To do: Only lines with the string "below" are wanted. Pull them out of the data.

===== Data extract =====

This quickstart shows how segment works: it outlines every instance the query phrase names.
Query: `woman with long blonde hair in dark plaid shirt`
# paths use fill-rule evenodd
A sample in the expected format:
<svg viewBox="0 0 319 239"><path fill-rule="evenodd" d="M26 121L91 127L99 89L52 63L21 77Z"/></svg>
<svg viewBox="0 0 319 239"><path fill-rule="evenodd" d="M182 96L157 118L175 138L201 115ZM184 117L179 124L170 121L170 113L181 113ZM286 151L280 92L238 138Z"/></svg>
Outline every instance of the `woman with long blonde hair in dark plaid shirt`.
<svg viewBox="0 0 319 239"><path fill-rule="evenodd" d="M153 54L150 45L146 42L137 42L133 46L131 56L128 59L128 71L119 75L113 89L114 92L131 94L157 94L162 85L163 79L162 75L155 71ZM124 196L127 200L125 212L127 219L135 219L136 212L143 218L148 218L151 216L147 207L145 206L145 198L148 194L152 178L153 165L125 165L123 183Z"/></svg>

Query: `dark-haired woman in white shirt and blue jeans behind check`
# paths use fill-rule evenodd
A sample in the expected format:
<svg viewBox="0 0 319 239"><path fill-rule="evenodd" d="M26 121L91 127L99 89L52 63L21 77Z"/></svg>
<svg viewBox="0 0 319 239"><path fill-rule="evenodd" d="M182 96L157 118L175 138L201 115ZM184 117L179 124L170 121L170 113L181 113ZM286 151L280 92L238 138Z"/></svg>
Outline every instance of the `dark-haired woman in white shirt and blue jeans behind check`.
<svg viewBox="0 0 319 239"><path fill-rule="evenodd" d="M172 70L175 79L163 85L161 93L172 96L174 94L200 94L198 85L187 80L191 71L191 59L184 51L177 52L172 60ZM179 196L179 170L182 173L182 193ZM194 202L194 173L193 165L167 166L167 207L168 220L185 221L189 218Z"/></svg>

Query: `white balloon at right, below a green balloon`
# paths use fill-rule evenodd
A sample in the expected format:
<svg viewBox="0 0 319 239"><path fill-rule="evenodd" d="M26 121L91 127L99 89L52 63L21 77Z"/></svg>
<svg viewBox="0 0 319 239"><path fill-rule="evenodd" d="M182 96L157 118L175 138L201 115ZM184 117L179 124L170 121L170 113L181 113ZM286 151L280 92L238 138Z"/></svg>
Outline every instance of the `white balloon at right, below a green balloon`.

=====

Exercise result:
Query: `white balloon at right, below a green balloon`
Outline every instance of the `white balloon at right, below a green balloon`.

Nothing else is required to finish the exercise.